Objective 1: In the text on authenticity and selling, whom does the writer name as trusted sources from the purchaser's point of view?
Objective 2: Repeat the stretch of the text on authenticity and selling from "I think this" through "and earning commissions.".

Selection:
==========

Purchase FunnelOxymoron

“Wait,” you ask, “Are you suggesting that a person can’t be authentic and also sell?” Well, yes. And I’m not alone:

“Of course, the idea of using authenticity to sell something is kind of self-contradictory and ironic, because the whole point of being authentic is not being strategic but instead behaving in a way consistent with true underlying identity and values.” — Glenn Carol, Professor at Stanford Graduate School of Business

I think this runs deeper than simply parsing words. And it is also about trust, not just authenticity.

Purchase Funnel

I don’t care about sales funnels. I know them, and most of their variations, quite well. They are obsolete (or almost so, anyway). By definition, a sales funnel is focused on the salesperson and/or her company and their needs. That immediately destroys trust and definitely calls authenticity into question. From the purchaser’s point of view, trusted sources are friends, family and organic search results. Today, the savvy buyer pays no attention to purchased ads, sponsored search results or sales persons. They do not have the purchaser’s best interest at heart. They are busy making quotas and earning commissions.

==========

Dataset extract:
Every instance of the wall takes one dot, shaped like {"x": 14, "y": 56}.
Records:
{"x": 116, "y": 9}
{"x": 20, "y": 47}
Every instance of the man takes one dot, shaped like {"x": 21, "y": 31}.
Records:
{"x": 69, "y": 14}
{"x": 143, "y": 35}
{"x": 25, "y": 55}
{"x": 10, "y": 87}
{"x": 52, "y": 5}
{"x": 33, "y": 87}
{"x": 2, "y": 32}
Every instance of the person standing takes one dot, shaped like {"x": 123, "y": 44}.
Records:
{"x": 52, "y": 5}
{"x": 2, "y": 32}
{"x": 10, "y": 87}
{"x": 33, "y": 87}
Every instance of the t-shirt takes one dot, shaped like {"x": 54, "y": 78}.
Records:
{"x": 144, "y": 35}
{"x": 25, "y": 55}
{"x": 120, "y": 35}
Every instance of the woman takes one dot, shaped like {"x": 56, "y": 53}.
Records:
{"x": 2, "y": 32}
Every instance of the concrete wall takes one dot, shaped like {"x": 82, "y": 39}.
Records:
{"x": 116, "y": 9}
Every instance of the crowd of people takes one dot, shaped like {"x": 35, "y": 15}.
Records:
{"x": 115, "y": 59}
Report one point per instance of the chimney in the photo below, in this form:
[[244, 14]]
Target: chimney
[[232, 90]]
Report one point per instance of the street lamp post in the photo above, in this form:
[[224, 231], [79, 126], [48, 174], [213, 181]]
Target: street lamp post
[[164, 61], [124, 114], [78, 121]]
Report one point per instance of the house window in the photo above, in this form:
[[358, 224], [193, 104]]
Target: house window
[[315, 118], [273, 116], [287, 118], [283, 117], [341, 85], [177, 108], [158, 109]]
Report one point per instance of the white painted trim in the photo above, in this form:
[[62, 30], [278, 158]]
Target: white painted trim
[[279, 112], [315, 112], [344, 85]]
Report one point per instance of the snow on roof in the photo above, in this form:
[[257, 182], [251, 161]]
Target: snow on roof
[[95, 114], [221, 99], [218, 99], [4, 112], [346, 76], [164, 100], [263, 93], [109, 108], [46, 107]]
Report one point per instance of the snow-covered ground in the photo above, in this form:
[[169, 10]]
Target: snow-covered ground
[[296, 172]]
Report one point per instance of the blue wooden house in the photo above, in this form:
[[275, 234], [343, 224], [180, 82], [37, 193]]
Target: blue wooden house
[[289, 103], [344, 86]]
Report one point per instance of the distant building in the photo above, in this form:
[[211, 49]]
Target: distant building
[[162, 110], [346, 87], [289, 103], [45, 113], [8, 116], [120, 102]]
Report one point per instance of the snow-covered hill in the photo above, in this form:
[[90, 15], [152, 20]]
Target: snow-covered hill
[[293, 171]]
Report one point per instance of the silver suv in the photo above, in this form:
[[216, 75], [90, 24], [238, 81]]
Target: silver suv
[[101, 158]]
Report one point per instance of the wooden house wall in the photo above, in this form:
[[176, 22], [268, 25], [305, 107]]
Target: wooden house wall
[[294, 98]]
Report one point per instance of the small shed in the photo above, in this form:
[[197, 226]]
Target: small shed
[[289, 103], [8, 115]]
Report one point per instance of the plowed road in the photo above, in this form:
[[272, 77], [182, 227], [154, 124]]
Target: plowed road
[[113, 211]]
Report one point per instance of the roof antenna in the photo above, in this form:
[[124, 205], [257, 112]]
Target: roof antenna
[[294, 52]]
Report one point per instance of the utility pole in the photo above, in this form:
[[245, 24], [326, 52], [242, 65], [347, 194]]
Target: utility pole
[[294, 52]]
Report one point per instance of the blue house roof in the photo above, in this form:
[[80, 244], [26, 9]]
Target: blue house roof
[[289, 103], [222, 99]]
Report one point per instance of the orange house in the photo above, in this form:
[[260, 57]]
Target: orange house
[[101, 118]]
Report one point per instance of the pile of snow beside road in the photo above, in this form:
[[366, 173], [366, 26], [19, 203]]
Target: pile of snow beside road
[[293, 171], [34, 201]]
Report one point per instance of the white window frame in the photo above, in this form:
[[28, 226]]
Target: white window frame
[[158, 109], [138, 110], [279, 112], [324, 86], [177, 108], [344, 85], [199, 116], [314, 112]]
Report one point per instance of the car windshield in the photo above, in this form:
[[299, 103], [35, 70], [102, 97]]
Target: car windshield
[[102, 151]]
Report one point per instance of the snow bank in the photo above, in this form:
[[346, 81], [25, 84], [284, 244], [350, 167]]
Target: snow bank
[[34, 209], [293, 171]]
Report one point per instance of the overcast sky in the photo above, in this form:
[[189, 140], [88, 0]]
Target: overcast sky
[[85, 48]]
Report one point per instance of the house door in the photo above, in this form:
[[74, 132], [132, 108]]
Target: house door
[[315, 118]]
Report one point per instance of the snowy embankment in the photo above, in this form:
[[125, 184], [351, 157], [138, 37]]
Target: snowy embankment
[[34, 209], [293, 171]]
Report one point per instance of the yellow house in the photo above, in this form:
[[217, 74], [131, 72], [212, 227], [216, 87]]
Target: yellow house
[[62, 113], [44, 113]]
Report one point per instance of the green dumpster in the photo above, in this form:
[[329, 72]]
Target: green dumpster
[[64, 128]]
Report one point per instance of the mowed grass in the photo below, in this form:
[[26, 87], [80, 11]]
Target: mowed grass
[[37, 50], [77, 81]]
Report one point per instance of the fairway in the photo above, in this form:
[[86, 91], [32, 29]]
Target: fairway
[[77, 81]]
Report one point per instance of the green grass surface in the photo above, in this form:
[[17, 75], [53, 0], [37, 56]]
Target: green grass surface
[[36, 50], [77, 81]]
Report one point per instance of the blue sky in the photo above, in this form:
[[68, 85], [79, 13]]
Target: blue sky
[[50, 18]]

==========

Exercise output 1: Friends, family and organic search results.

Exercise output 2:
I think this runs deeper than simply parsing words. And it is also about trust, not just authenticity.

Purchase Funnel

I don’t care about sales funnels. I know them, and most of their variations, quite well. They are obsolete (or almost so, anyway). By definition, a sales funnel is focused on the salesperson and/or her company and their needs. That immediately destroys trust and definitely calls authenticity into question. From the purchaser’s point of view, trusted sources are friends, family and organic search results. Today, the savvy buyer pays no attention to purchased ads, sponsored search results or sales persons. They do not have the purchaser’s best interest at heart. They are busy making quotas and earning commissions.